** Begin DATA EXCERPTS **

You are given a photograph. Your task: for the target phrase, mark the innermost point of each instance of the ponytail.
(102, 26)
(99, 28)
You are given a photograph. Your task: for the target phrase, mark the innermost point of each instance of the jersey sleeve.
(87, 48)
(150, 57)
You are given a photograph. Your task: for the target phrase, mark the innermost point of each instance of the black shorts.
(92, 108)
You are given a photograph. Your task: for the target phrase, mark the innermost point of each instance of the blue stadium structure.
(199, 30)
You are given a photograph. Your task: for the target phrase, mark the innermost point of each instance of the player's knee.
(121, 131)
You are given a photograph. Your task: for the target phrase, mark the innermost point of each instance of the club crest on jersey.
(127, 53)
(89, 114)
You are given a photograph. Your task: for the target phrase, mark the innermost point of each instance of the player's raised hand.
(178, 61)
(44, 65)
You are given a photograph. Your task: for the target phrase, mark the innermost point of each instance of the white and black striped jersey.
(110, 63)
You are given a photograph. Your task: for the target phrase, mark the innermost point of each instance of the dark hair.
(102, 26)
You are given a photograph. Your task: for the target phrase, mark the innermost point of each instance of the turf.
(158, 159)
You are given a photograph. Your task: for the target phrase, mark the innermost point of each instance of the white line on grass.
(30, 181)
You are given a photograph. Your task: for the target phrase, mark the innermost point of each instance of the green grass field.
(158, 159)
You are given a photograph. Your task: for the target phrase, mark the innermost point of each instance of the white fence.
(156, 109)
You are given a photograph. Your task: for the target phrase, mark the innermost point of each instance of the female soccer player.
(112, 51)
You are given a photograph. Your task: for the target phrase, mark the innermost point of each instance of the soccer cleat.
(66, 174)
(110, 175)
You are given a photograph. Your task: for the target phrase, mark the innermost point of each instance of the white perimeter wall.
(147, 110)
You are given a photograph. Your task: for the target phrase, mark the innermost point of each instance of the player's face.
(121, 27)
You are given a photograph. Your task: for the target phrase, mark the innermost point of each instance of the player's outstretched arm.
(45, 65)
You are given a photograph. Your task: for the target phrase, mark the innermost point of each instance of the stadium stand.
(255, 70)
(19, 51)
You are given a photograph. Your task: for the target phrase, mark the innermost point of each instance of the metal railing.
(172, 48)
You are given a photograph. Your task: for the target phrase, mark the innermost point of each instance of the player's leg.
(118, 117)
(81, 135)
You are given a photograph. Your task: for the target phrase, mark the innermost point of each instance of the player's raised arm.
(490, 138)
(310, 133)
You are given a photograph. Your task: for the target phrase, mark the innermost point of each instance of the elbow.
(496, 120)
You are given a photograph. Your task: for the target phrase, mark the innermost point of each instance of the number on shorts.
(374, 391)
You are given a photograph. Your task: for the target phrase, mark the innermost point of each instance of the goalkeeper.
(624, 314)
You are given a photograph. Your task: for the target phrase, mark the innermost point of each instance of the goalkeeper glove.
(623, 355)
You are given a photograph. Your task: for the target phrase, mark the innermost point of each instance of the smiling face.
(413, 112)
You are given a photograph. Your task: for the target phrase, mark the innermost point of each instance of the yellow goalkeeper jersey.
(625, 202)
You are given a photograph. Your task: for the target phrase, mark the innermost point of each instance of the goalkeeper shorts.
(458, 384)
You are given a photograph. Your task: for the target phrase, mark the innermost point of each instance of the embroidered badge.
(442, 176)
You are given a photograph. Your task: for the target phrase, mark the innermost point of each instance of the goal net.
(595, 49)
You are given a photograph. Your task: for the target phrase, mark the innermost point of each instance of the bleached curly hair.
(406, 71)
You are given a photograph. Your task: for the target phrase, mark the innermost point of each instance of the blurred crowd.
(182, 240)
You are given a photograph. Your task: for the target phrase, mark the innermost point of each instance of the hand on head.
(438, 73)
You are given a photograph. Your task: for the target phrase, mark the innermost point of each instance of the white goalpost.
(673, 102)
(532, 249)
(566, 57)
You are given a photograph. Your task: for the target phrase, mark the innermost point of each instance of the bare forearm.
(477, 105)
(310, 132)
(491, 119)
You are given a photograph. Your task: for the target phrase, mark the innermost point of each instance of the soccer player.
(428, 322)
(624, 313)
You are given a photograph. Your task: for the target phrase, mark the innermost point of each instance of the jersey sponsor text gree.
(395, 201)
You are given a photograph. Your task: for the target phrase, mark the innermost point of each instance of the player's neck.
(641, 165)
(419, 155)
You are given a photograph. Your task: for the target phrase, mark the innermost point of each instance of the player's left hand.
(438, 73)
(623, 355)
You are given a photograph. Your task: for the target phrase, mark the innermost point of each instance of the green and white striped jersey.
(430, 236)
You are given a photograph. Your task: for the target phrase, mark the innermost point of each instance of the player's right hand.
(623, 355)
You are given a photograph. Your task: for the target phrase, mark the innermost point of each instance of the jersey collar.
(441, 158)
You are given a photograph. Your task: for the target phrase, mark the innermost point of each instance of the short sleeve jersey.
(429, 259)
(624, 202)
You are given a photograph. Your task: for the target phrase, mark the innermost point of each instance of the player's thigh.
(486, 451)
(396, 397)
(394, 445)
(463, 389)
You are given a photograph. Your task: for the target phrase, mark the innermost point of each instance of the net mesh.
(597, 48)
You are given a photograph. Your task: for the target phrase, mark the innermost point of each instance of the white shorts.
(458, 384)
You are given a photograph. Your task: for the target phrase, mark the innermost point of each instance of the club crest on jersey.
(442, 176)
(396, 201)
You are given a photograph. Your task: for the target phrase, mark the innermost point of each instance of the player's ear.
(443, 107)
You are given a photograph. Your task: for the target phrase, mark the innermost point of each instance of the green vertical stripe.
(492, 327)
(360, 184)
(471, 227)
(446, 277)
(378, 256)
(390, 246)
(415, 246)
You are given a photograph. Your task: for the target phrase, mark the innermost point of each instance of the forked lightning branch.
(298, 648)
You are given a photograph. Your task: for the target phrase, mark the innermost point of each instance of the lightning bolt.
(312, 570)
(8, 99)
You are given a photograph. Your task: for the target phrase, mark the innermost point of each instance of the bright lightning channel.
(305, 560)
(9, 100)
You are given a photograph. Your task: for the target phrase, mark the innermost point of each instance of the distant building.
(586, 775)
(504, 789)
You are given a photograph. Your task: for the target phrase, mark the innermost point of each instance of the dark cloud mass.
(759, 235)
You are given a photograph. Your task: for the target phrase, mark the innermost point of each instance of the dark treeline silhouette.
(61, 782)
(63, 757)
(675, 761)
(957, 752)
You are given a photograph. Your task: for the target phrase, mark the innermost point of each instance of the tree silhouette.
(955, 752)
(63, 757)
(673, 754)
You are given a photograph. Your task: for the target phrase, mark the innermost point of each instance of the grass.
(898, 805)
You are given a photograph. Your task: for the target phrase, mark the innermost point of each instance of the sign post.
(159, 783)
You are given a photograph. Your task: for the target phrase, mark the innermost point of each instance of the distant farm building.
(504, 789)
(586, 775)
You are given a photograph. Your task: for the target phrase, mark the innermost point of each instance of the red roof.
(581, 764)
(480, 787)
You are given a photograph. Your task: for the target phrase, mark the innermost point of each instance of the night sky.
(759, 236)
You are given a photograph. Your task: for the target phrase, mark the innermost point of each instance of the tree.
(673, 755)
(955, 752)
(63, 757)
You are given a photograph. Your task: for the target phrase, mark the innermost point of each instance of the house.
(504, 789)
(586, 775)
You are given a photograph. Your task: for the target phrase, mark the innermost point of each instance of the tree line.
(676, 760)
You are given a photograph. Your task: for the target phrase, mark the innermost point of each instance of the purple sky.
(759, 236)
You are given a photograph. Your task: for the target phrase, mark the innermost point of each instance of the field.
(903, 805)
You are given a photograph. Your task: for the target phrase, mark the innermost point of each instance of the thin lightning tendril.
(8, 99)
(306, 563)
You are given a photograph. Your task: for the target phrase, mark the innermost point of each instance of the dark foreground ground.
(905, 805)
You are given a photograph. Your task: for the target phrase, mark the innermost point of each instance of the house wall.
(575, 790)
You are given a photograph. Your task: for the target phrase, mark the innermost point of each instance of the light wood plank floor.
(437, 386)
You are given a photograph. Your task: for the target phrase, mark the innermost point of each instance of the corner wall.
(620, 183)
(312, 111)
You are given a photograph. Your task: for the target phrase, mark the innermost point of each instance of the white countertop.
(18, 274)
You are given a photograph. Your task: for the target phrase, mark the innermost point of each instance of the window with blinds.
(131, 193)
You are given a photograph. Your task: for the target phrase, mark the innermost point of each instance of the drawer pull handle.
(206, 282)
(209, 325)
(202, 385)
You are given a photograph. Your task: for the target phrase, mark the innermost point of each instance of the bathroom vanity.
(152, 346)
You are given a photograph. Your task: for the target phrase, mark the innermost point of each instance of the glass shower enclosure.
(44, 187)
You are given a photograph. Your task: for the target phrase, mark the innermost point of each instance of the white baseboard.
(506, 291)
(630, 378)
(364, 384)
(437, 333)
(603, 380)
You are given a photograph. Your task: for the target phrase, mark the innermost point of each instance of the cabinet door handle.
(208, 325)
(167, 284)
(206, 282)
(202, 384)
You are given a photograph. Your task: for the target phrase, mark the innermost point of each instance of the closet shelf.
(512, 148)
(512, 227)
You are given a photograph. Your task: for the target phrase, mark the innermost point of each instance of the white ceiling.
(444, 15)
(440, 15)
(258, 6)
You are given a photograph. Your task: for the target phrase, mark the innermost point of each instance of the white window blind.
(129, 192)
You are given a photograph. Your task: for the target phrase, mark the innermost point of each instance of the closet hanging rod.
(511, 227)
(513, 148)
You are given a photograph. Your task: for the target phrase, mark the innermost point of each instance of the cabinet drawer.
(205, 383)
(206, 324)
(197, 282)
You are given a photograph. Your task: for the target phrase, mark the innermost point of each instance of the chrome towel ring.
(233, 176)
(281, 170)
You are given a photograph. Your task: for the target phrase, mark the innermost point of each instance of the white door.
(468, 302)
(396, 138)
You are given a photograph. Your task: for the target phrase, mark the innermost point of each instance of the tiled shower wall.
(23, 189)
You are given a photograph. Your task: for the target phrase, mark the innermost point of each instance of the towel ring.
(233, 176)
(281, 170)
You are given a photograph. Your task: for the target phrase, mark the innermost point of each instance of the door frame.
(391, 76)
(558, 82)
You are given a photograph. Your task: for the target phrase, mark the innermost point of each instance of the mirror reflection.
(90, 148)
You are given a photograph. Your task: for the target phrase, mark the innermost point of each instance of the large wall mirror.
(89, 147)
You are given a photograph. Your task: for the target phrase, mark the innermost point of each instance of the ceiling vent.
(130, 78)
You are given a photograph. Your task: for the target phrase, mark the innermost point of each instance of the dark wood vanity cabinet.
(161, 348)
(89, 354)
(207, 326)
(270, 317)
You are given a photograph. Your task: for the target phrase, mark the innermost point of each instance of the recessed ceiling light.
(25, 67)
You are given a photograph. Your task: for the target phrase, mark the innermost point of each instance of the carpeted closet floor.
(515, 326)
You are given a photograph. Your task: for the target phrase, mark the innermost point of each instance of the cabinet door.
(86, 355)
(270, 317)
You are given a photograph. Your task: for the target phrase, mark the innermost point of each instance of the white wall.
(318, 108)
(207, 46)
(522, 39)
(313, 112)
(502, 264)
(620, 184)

** End DATA EXCERPTS **

*PROBLEM STATEMENT*.
Emit verbatim the lines running from the one with "the door frame." through the last line of the data, both endpoints inclusive.

*TASK RESPONSE*.
You are given a photograph. Your task: for the target phrase, mark the innermost point of each instance of the door frame.
(391, 76)
(558, 82)
You are given a photograph. Your task: for the target phrase, mark the innermost point of each instance of the mirror reflection.
(90, 148)
You are given a photograph. Your task: for the target phrase, mark the innermost point of each instance of the large wall mirror.
(89, 147)
You are given a photograph. Your task: for the target phrase, mark the innermost point of each instance of the ceiling vent.
(130, 78)
You are given a photograph. Your task: for the target phrase, mark the innermost point of each instance of the dark wood vanity cabinet.
(161, 348)
(89, 354)
(207, 326)
(270, 317)
You are given a photograph. Your task: for the target phrase, mark the innermost point of each instance of the recessed ceiling light.
(25, 67)
You are given a photograph. Your task: for the target phrase, mark the innermost point of each instance of the carpeted closet floor.
(515, 326)
You are given a photograph. Your task: for the target phrase, mark the innermost point of each instance of the cabinet door.
(86, 355)
(270, 317)
You are given a photograph. Your task: for the target phrase, mark the innermost point of each instance of the white wall.
(318, 108)
(207, 46)
(522, 39)
(313, 112)
(502, 264)
(620, 184)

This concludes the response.